▶ [Directive] Collect every line of the material below that contains the string "front", treating uppercase and lowercase letters as different.

--- Begin ---

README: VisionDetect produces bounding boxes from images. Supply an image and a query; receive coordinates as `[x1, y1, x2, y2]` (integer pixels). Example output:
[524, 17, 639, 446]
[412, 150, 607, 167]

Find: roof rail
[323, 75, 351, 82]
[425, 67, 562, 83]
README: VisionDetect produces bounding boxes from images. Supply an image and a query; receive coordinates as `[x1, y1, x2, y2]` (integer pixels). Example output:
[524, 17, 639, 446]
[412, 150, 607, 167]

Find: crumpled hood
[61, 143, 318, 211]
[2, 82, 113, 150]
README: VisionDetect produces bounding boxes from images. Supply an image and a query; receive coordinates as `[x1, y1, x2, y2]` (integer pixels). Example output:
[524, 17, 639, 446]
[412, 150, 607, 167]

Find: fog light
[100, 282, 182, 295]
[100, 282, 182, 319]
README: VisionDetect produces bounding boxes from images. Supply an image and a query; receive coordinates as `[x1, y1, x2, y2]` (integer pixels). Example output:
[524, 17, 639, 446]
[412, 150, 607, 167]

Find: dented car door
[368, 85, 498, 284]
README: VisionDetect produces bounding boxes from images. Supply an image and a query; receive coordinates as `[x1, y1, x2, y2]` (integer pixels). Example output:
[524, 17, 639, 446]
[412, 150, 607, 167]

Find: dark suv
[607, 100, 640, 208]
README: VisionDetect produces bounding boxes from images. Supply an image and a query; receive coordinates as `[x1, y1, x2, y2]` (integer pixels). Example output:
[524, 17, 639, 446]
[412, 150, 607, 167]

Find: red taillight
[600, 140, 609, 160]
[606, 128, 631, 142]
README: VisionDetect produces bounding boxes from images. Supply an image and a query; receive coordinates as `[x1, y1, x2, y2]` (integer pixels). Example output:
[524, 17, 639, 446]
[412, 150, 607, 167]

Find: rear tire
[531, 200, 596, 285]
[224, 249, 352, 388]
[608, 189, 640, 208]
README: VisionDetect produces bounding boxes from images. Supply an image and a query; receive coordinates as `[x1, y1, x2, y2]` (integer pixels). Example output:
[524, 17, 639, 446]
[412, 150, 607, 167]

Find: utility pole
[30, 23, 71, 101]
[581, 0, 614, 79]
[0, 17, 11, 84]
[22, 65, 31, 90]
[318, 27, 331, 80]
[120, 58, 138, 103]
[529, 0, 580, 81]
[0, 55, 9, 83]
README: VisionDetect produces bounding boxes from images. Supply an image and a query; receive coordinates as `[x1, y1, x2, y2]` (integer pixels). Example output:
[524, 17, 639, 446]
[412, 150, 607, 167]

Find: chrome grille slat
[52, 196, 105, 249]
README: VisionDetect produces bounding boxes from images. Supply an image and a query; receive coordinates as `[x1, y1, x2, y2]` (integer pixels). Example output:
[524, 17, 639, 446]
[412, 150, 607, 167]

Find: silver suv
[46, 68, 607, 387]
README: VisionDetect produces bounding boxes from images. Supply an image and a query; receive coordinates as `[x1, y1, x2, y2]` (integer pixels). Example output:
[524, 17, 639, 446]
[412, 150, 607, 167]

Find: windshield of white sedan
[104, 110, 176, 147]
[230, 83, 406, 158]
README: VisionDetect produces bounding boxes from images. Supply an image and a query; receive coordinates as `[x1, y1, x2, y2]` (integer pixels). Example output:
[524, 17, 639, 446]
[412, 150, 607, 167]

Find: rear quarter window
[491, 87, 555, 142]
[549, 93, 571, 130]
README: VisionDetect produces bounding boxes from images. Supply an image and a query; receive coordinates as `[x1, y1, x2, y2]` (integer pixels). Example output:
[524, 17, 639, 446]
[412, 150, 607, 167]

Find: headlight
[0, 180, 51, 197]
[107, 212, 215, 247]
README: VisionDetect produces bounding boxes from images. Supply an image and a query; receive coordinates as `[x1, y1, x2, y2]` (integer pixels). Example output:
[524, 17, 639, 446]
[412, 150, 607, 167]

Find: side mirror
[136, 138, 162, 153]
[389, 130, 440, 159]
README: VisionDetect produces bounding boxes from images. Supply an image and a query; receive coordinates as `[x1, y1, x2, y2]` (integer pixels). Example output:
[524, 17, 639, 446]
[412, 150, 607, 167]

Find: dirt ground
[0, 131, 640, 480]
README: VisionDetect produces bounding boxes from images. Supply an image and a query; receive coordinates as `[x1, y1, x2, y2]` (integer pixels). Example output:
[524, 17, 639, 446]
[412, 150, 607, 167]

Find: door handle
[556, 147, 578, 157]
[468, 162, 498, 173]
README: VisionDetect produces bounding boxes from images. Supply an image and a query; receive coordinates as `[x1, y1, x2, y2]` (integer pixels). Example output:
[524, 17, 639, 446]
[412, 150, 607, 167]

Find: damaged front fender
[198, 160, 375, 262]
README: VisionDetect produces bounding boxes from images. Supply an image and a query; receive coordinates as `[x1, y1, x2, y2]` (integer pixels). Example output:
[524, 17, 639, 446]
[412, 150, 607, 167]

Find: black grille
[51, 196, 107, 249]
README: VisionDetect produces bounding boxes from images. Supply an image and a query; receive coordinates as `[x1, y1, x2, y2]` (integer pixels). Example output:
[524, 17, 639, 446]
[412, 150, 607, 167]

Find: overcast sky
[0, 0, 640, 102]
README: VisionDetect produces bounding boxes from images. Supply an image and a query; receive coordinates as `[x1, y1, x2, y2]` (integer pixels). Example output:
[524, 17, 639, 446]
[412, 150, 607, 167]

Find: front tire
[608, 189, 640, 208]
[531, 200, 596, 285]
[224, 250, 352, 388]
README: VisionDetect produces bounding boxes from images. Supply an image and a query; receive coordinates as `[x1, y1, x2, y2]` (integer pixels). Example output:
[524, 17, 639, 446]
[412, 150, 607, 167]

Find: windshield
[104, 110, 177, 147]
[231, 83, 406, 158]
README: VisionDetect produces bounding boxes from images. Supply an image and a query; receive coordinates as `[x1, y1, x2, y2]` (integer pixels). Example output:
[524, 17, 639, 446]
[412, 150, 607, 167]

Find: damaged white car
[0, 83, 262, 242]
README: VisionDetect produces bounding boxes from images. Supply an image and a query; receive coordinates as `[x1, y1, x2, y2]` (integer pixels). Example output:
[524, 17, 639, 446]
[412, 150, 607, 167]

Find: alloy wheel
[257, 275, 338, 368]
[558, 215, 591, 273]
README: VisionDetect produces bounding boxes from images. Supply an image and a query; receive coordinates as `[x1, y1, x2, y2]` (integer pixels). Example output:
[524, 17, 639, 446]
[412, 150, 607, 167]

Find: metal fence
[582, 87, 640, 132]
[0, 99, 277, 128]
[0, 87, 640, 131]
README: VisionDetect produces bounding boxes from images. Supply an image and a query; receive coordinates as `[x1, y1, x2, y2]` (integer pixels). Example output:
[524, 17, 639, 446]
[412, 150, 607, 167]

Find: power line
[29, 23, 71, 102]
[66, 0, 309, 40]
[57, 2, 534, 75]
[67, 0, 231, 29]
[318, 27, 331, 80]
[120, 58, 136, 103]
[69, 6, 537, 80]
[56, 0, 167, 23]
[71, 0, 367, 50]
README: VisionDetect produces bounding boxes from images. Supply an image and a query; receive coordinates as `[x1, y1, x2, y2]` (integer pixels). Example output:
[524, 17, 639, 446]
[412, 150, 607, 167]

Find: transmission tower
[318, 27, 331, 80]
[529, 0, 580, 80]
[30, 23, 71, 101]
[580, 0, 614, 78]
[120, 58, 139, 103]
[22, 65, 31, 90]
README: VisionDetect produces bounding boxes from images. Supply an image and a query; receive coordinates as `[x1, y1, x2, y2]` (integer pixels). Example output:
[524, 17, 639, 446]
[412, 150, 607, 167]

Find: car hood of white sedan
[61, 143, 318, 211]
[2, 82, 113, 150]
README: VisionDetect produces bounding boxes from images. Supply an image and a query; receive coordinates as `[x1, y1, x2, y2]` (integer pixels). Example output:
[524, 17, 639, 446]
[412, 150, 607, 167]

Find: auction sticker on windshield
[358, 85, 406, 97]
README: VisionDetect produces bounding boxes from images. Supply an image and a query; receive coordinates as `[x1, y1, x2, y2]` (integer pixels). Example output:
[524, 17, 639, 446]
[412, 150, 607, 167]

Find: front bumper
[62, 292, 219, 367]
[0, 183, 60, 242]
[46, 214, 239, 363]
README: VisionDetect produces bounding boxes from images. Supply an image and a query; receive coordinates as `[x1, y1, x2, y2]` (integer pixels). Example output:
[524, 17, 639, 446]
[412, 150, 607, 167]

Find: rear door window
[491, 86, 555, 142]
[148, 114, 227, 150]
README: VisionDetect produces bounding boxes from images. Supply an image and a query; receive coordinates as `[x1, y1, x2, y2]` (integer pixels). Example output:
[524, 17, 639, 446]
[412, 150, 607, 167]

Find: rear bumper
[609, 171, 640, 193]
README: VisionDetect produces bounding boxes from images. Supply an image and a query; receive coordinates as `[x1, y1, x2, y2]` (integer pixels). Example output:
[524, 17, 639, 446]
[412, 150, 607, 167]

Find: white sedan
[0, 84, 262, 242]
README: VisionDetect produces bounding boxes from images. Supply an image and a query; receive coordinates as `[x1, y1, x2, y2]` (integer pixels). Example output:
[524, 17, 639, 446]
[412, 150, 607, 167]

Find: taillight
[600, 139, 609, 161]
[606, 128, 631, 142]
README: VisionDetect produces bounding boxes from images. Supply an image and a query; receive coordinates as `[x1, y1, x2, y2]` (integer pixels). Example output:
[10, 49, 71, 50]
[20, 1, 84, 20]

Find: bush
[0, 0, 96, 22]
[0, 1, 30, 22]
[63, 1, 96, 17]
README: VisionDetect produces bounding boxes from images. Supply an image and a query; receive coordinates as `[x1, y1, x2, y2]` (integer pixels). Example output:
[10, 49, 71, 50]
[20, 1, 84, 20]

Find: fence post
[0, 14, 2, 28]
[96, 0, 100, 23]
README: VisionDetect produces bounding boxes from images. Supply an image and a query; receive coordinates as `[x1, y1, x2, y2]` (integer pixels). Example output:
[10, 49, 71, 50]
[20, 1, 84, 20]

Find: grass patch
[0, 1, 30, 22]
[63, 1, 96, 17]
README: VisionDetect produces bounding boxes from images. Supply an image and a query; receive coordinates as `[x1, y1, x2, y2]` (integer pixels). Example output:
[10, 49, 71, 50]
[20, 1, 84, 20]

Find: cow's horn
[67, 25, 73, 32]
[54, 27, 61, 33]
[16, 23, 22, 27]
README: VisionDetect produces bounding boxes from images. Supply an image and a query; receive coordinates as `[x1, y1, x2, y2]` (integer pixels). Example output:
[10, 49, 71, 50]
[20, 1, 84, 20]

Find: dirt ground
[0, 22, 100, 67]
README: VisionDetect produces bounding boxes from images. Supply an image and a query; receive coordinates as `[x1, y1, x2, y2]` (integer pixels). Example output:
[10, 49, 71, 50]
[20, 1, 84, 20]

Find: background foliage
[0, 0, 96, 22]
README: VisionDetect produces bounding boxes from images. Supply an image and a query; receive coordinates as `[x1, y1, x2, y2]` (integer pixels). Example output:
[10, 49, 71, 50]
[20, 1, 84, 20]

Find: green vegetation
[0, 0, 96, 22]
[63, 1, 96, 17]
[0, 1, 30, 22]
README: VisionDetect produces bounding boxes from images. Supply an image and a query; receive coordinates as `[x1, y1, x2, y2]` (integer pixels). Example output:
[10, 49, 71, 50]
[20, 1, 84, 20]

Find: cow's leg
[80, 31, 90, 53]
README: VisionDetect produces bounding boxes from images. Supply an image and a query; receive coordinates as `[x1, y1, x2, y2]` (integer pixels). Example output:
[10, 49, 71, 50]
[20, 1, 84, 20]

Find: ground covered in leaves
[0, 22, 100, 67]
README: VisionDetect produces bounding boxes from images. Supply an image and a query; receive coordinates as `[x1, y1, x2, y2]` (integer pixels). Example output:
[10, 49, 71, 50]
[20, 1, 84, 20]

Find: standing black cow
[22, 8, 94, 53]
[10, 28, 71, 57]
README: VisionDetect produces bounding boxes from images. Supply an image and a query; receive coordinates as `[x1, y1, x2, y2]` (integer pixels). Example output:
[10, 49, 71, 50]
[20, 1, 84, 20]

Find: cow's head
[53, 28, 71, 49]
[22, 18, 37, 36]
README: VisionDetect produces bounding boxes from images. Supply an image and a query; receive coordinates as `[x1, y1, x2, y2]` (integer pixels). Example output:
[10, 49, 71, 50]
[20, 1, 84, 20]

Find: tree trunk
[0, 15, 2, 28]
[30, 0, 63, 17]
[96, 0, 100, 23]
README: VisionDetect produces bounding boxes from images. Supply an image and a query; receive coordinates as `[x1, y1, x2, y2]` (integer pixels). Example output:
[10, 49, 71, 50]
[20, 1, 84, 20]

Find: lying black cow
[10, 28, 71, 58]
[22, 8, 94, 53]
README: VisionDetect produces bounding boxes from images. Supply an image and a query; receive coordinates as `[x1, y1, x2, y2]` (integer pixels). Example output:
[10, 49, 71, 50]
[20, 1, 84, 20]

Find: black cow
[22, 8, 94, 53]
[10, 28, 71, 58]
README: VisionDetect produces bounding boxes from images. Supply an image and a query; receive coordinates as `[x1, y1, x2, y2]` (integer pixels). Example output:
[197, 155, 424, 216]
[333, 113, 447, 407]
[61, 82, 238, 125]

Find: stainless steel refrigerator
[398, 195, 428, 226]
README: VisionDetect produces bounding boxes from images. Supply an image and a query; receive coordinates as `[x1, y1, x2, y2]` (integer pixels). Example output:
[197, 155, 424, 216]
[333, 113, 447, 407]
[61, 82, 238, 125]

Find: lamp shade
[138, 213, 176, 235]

--- End ---

▶ [Response to this exercise]
Find: damaged front fender
Find: front tire
Find: front bumper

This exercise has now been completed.